• [Aim of the exercise] Which lines of the entries below contain the string "icing"? Copy each one.

• [Dataset extract]
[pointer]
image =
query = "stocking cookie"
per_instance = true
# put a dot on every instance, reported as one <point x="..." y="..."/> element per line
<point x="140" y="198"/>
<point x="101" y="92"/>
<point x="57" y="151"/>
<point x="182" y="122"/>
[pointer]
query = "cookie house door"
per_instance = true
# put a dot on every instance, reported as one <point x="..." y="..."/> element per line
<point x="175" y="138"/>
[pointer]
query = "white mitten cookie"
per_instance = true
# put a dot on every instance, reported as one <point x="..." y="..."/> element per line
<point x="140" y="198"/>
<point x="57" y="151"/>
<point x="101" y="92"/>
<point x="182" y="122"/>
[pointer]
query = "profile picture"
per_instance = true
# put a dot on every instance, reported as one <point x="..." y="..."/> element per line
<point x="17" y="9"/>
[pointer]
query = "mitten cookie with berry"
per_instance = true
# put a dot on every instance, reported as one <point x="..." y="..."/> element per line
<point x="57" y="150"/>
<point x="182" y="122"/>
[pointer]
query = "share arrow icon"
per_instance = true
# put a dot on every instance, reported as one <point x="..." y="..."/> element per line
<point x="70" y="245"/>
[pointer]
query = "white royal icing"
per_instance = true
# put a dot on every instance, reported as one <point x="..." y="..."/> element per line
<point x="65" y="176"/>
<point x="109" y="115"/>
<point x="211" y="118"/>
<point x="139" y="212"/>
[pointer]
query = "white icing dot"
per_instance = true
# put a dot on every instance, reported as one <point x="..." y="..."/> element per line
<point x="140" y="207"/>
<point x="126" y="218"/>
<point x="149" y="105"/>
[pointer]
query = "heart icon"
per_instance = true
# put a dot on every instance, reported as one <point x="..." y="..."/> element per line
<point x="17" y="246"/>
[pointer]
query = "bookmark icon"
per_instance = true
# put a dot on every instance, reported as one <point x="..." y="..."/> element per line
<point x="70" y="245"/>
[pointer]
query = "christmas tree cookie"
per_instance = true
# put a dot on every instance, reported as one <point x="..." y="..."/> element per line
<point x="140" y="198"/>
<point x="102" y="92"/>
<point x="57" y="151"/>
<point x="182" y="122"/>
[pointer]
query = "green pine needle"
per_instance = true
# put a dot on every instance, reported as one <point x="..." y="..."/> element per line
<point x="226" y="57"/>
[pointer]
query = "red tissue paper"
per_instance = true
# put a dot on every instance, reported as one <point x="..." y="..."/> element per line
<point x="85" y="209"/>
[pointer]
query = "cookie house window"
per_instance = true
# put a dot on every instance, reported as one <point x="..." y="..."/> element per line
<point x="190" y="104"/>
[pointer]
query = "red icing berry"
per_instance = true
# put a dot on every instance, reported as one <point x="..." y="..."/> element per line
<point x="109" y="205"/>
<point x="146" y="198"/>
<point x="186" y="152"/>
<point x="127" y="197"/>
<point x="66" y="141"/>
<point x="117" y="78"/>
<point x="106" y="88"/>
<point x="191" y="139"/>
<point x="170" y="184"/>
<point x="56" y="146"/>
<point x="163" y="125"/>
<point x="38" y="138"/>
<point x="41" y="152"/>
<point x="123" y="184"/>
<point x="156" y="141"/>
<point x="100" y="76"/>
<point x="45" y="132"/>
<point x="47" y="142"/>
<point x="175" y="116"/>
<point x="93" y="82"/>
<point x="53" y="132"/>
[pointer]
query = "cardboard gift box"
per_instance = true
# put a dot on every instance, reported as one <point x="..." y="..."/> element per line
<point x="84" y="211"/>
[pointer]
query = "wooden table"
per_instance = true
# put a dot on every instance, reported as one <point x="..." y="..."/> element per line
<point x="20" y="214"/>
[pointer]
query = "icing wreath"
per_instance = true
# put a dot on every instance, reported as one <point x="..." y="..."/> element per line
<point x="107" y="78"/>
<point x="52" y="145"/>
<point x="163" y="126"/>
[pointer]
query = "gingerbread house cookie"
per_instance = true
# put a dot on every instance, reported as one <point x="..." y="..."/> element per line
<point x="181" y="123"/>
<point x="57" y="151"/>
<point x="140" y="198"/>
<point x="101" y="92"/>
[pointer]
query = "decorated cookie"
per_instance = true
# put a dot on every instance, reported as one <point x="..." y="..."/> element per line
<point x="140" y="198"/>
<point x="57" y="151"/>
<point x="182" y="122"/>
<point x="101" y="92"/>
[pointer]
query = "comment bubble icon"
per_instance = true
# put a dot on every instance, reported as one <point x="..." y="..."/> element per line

• [Solution for this problem]
query = "white royal icing"
query = "white icing dot"
query = "red icing berry"
query = "icing wreath"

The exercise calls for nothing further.